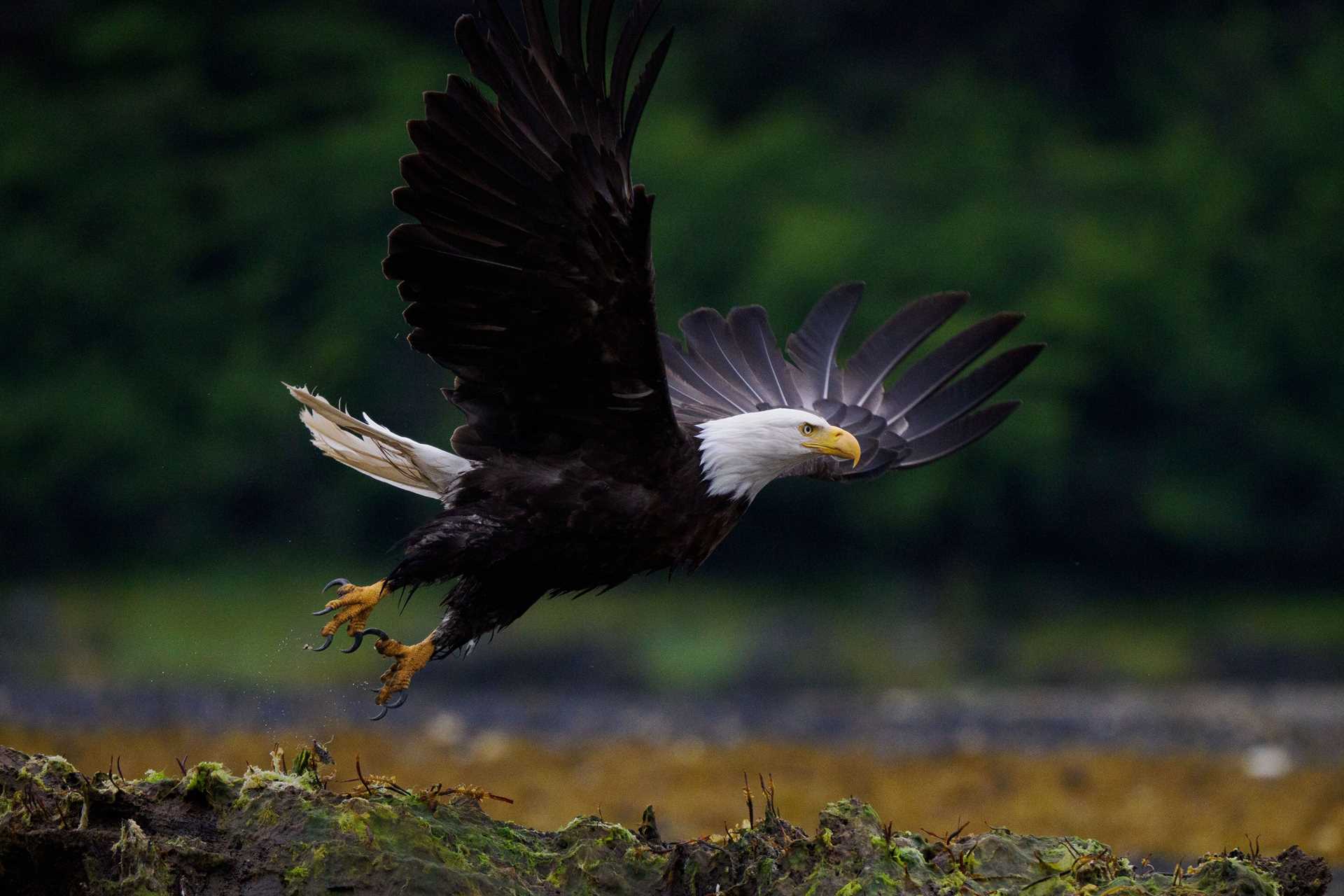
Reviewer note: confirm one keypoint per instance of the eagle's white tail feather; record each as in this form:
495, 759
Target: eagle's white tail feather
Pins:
375, 450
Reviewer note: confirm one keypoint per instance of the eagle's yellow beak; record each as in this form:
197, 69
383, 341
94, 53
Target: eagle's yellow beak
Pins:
835, 442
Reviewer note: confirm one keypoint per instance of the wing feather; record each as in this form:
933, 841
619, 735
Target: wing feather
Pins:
734, 367
530, 251
813, 347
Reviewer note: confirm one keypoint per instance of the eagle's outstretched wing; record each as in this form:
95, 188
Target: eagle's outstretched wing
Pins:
734, 365
528, 273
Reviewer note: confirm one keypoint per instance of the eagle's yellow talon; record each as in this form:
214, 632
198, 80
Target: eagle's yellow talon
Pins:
353, 605
407, 662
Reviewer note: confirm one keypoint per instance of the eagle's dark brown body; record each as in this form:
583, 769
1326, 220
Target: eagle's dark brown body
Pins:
528, 274
527, 528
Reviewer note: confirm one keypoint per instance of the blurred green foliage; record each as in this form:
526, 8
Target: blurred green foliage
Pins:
195, 200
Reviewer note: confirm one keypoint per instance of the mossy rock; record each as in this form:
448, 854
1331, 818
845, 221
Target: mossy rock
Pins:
272, 832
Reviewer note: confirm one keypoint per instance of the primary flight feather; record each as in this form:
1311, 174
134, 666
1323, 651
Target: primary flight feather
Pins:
594, 448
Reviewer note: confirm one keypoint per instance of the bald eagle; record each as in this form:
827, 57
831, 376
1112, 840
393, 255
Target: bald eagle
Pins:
594, 448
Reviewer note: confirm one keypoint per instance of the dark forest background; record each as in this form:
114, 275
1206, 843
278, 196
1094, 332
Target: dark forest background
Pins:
195, 202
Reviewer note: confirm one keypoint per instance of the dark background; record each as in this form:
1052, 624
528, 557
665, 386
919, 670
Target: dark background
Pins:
195, 207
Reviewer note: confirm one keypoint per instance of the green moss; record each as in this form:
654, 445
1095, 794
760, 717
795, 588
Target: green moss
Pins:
207, 780
354, 824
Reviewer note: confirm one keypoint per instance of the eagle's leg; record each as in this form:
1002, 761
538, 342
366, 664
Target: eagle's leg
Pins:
353, 605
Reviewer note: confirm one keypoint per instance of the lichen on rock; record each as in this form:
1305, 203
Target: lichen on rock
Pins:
284, 832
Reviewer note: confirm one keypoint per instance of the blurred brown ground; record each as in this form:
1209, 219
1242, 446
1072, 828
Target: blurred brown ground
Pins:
1175, 806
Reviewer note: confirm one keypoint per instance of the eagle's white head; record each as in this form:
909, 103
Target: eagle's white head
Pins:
741, 454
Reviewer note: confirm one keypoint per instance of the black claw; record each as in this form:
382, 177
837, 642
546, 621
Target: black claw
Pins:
382, 711
359, 638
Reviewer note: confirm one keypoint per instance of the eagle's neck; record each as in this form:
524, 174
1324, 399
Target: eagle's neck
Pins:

◆ WRITTEN REQUEST ◆
Reproduce only the lines from the one containing "the blurred green" through the end of the entries, keeping every line, including the reviewer notes. Multiply each pin coordinate by 2.55 and round it to a whole number, with halves rounded up, while the format-sample points in the notes and all other text stay unchanged.

◆ RESPONSE ◆
Reviewer note: confirm one keypoint per instance of the blurred green foliage; record each as in this form:
526, 8
Target: blurred green foliage
Pins:
497, 510
Reviewer note: confirm one keypoint per instance of the mossy rock; record each as in this form:
448, 854
1331, 818
845, 221
Target: mossy rock
Pins:
694, 2122
Reviewer note: confirm one keypoint per instance of the primary flight feather; record each as in this form:
1311, 174
134, 666
1323, 651
Target: primary flight feather
Pins:
1515, 1142
Reviewer note: confirm one keypoint per instance of the bald eagle; record each as in this form:
827, 57
831, 376
1112, 840
393, 255
Target: bald eagle
Pins:
1515, 1142
Reviewer note: confirm one keypoint per instance of the dark forest background; record each as in this form:
114, 275
1206, 843
278, 196
1094, 332
Target: dark forest background
Pins:
497, 515
Reviewer note: confirm one keypoint per instance of the dark background; record each as in this form:
1052, 624
528, 557
665, 386
919, 670
Target: dark background
Pins:
497, 528
Reviewer note: confirm one keypoint per instance of the green moss; record each as in this form:
654, 445
1095, 794
760, 717
795, 588
Target: green moss
Pins:
528, 1989
903, 2101
Reviewer note: confirm one keypoint per instance of the eagle's leg; record each as in this form:
1002, 761
538, 342
366, 664
Target: eagle's leg
Pins:
900, 1543
Reviewer note: confirm one keypoint per instance of the lichen on rock; record each as in this form:
1305, 203
Target: lichen on rock
Pins:
724, 2122
Reviewer note: confirm one keypoint per instance of the blurred brown ground; record each as in this form:
1209, 219
1242, 446
1072, 828
Target: blurred brown ground
Pins:
2996, 2055
Reviewer note: confirm one keypoint per instance of the eagle's white head; record each as in this form:
909, 103
Target: eagle's white head
Pins:
1890, 1158
Reviewer note: confirm one keypoint per instance of the black claw; record each as in this form:
382, 177
837, 642
546, 621
Target: black claw
Pins:
974, 1813
915, 1627
Reviewer note: confirm one keypoint per instance of the eagle's neck; record each as in this form:
524, 174
1324, 399
Target: eagle's neck
Pins:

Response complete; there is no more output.